Picture shape labeling material
______

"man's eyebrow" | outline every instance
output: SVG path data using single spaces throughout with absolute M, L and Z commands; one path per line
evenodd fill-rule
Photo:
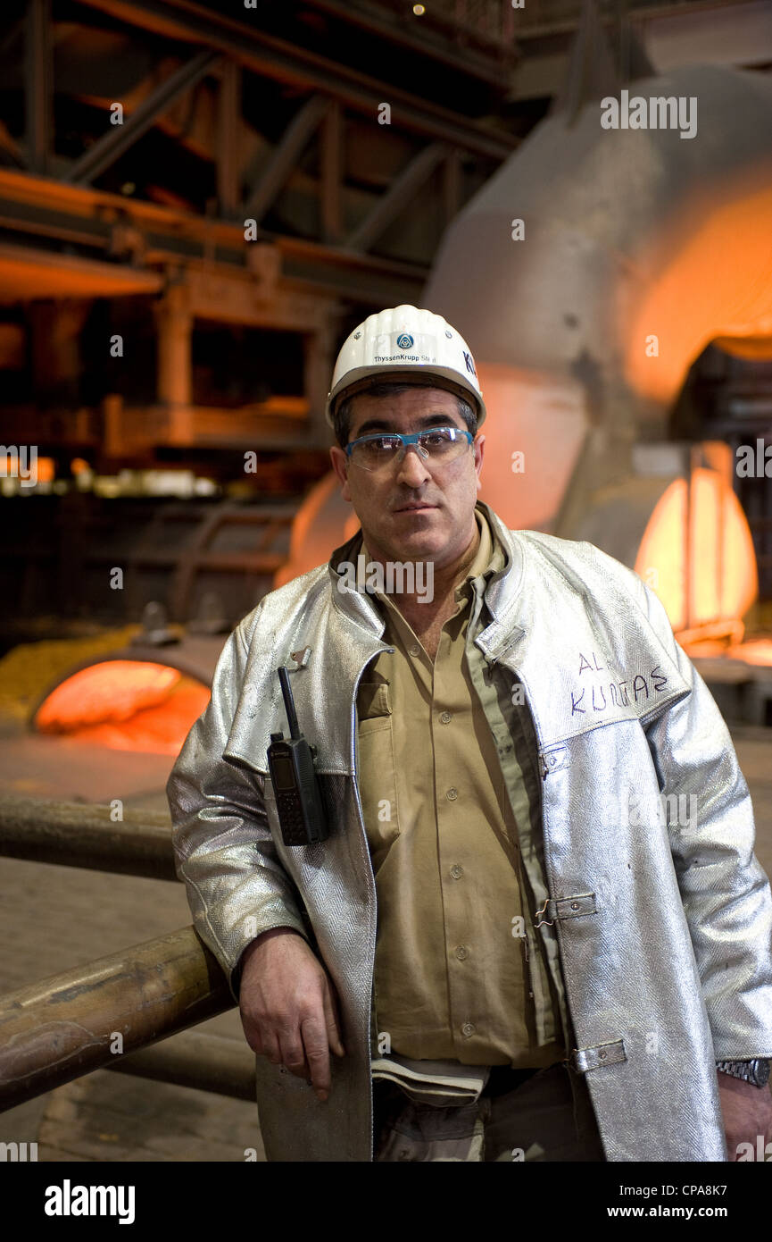
M 418 431 L 423 431 L 424 427 L 437 427 L 441 425 L 452 427 L 456 426 L 452 416 L 447 414 L 447 411 L 444 410 L 441 410 L 438 414 L 426 414 L 423 415 L 423 417 L 417 420 Z M 393 430 L 395 428 L 384 419 L 367 419 L 366 422 L 362 422 L 361 427 L 359 428 L 356 435 L 352 436 L 352 438 L 359 440 L 360 436 L 367 436 L 370 435 L 371 431 L 393 431 Z

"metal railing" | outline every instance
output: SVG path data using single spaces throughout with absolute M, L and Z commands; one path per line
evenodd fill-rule
M 108 806 L 4 797 L 0 854 L 176 879 L 169 818 L 146 811 L 115 823 Z M 254 1099 L 246 1041 L 179 1033 L 235 1005 L 192 927 L 10 992 L 0 997 L 0 1112 L 101 1068 Z

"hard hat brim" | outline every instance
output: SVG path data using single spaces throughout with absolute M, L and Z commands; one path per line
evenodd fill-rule
M 333 411 L 349 396 L 355 396 L 365 389 L 376 384 L 411 384 L 416 388 L 438 388 L 453 392 L 468 401 L 477 411 L 478 428 L 485 421 L 485 402 L 480 394 L 470 384 L 463 384 L 458 379 L 458 371 L 446 366 L 427 366 L 418 370 L 416 366 L 357 366 L 348 371 L 339 383 L 330 390 L 326 399 L 325 417 L 330 427 L 334 427 Z

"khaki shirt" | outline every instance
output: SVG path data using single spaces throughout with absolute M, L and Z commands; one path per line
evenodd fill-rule
M 487 580 L 504 565 L 475 517 L 479 548 L 433 662 L 393 600 L 371 592 L 395 647 L 367 666 L 356 700 L 379 910 L 375 1030 L 381 1051 L 405 1057 L 549 1066 L 565 1056 L 560 1011 L 520 857 L 527 848 L 536 863 L 536 748 L 527 708 L 513 707 L 510 687 L 500 702 L 473 643 L 490 620 Z M 364 542 L 361 553 L 370 559 Z

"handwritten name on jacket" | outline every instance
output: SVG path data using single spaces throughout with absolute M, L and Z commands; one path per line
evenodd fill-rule
M 587 657 L 580 651 L 580 677 L 590 669 L 591 673 L 596 671 L 599 673 L 607 672 L 604 664 L 598 664 L 598 657 L 595 651 L 591 651 L 592 663 Z M 650 691 L 649 691 L 650 684 Z M 585 715 L 587 712 L 606 712 L 609 707 L 627 707 L 631 702 L 637 703 L 638 698 L 644 694 L 645 698 L 649 693 L 655 694 L 662 691 L 668 684 L 668 678 L 663 672 L 660 672 L 659 664 L 655 664 L 650 671 L 648 677 L 643 673 L 635 673 L 635 676 L 626 681 L 611 681 L 604 684 L 593 683 L 592 686 L 582 686 L 581 691 L 571 691 L 571 715 Z M 628 686 L 633 699 L 631 700 L 628 694 Z M 606 693 L 608 691 L 608 694 Z M 590 692 L 590 693 L 588 693 Z

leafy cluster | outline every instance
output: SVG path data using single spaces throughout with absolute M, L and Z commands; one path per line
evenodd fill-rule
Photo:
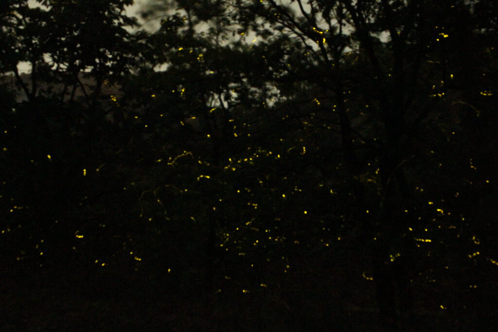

______

Reproduce all of the material above with "evenodd" changed to "nonzero" everywhere it occurs and nothing else altered. Leave the pictures out of your output.

"man's eyebrow" | outline every instance
output: SVG path data using single spaces throughout with absolute M, L and Z commands; one path per line
nonzero fill-rule
Photo:
M 418 431 L 423 431 L 424 427 L 437 427 L 441 425 L 452 427 L 456 426 L 452 416 L 447 414 L 447 411 L 444 410 L 441 410 L 438 414 L 426 414 L 423 415 L 423 417 L 417 420 Z M 393 430 L 395 428 L 384 419 L 367 419 L 366 422 L 362 422 L 361 427 L 359 428 L 356 435 L 352 436 L 352 438 L 359 440 L 360 436 L 367 436 L 370 435 L 371 431 L 393 431 Z

"metal railing" | outline every instance
output: SVG path data using single spaces throughout with absolute M, L and Z commands; one path per line
nonzero fill-rule
M 108 806 L 4 797 L 0 854 L 176 879 L 169 818 L 146 811 L 115 823 Z M 254 1099 L 246 1041 L 179 1033 L 235 1005 L 192 927 L 10 992 L 0 997 L 0 1112 L 101 1068 Z

"hard hat brim" | outline every instance
output: SVG path data using single spaces throughout with absolute M, L and Z commands; one path per line
nonzero fill-rule
M 333 411 L 349 396 L 355 396 L 365 389 L 376 384 L 411 384 L 416 388 L 438 388 L 453 392 L 468 401 L 477 411 L 478 428 L 485 421 L 485 402 L 480 394 L 470 384 L 463 384 L 458 379 L 458 371 L 446 366 L 427 366 L 418 370 L 416 366 L 357 366 L 348 371 L 339 383 L 330 390 L 326 399 L 325 417 L 330 427 L 334 427 Z

"khaki shirt" | outline every instance
output: SVG path data using single spaces throughout with absolute M, L and Z commands; one path per line
nonzero fill-rule
M 487 580 L 504 565 L 475 517 L 479 548 L 433 662 L 393 600 L 371 592 L 395 647 L 367 666 L 356 700 L 379 910 L 375 1030 L 381 1051 L 405 1057 L 549 1066 L 565 1056 L 560 1011 L 520 857 L 527 848 L 536 863 L 536 748 L 527 708 L 513 707 L 510 687 L 500 702 L 473 643 L 490 620 Z M 364 542 L 361 553 L 370 559 Z

"handwritten name on jacket" | outline every instance
output: SVG path data using single spaces throughout with absolute M, L and Z commands; one path per line
nonzero fill-rule
M 587 657 L 580 651 L 580 677 L 590 669 L 591 673 L 596 671 L 599 673 L 607 672 L 604 664 L 598 664 L 598 657 L 595 651 L 591 651 L 592 663 Z M 650 691 L 649 691 L 650 684 Z M 585 715 L 587 712 L 606 712 L 609 707 L 627 707 L 631 702 L 637 703 L 638 698 L 644 694 L 645 698 L 649 693 L 655 694 L 662 691 L 668 684 L 668 678 L 663 672 L 660 672 L 659 664 L 655 664 L 650 671 L 648 677 L 643 673 L 635 673 L 635 676 L 626 681 L 611 681 L 604 684 L 593 683 L 592 686 L 582 686 L 581 691 L 571 691 L 571 715 Z M 628 686 L 633 699 L 631 700 L 628 694 Z M 606 693 L 608 691 L 608 694 Z M 590 692 L 590 693 L 588 693 Z

leafy cluster | outline every instance
output: SVG path data using single spaces throughout with absolute M, L and Z commands; one path per line
nonzero fill-rule
Photo:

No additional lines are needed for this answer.